Problem statement:
In the commentary below on President Bush's 2009 budget, transcribe verbatim the stretch from "The Federal Budget" through "and education programs.".
Start of Given text
Where are the children ni President Bush’s budget
by Marian Wright Edelman
President George W. Bush’s $3.1 trillion Fiscal Year 2009 Federal Budget, released Feb. 4, makes it clear that he has far less regard for our nation’s children than for the richest, most powerful Americans — and far more interest in waging war than in waging peace. Permanent tax cuts for the richest Americans and an increase in war spending are the anchors of this White House budget.
The Federal Budget is not just a spending plan: It reflects our nation’s deepest priorities. Even a cursory analysis of President Bush’s spending proposal reveals a failure in many areas to construct a budget that protects the well-being of children in low- to middle-income families. Today, 12.8 million children live in poverty, an increase of 1.2 million children since the president took office. If adopted by Congress, the administration’s budget threatens to increase the number of children in America who are poor, uninsured, and lacking access to quality early childhood and education programs.
End of Given text
Start of Provided records
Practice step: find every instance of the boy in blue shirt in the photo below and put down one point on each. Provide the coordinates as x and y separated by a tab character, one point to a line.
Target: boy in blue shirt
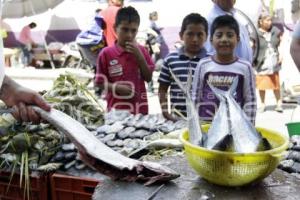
193	33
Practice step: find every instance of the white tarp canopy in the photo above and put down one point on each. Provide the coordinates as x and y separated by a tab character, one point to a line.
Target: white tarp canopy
21	8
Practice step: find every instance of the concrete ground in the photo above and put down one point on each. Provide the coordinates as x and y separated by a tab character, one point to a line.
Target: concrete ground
43	79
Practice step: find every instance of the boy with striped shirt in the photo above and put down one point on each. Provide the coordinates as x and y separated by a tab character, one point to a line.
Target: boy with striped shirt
193	33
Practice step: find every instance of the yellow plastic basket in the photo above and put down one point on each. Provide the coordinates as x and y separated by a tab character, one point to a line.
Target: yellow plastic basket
235	169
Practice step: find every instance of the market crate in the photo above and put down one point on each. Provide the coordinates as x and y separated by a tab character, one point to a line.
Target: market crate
38	186
65	187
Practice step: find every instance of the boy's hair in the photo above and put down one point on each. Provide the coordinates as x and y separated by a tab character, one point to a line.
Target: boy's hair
193	18
128	14
32	25
152	14
225	21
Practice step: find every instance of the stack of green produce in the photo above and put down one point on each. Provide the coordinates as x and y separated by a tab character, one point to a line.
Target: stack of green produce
73	98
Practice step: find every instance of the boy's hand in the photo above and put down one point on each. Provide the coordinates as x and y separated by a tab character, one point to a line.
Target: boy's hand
132	47
126	91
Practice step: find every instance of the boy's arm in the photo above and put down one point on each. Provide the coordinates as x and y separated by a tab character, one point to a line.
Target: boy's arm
196	86
145	63
250	105
163	100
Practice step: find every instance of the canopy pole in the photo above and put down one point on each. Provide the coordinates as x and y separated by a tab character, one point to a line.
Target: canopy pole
44	40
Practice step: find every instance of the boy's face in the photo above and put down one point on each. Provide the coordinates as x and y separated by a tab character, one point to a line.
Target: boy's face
126	32
224	41
265	23
225	5
193	37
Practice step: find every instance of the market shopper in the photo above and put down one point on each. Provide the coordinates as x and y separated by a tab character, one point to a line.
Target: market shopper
193	33
220	70
124	67
226	7
295	46
268	62
109	16
27	43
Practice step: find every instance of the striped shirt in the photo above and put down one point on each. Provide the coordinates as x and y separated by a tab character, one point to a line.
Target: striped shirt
179	64
221	76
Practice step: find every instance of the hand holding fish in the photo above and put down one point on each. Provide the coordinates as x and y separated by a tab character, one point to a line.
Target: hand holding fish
21	99
168	116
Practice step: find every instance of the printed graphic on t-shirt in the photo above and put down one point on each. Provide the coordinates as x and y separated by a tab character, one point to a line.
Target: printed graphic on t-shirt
223	81
115	70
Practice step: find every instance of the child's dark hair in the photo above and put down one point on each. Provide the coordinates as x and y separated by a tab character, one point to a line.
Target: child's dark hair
152	14
32	25
128	14
224	21
193	18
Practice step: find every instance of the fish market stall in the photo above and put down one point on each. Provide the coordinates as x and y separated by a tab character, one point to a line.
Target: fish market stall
278	185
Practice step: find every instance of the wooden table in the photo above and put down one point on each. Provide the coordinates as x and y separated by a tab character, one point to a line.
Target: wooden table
189	186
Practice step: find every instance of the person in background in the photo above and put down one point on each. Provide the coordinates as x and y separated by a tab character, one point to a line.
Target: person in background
193	33
226	7
109	16
27	43
268	62
124	67
220	70
295	46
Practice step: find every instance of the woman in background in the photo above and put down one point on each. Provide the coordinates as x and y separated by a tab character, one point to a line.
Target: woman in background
268	62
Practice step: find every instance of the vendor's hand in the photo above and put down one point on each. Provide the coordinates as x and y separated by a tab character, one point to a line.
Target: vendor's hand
21	99
168	116
125	91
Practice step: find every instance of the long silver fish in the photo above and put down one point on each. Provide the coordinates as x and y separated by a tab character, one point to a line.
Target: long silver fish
233	121
195	131
101	157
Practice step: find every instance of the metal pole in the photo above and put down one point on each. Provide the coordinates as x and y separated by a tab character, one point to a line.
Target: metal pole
44	40
2	74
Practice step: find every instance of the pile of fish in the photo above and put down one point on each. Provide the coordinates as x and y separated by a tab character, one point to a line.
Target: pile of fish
101	157
291	163
127	134
230	129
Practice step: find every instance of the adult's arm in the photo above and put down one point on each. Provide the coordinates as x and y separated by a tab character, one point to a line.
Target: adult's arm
21	99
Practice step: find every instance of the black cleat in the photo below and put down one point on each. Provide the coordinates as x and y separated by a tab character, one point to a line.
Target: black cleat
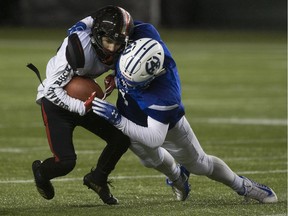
103	191
44	186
End of Provided records
Task answer:
The Federal Budget is not just a spending plan: It reflects our nation’s deepest priorities. Even a cursory analysis of President Bush’s spending proposal reveals a failure in many areas to construct a budget that protects the well-being of children in low- to middle-income families. Today, 12.8 million children live in poverty, an increase of 1.2 million children since the president took office. If adopted by Congress, the administration’s budget threatens to increase the number of children in America who are poor, uninsured, and lacking access to quality early childhood and education programs.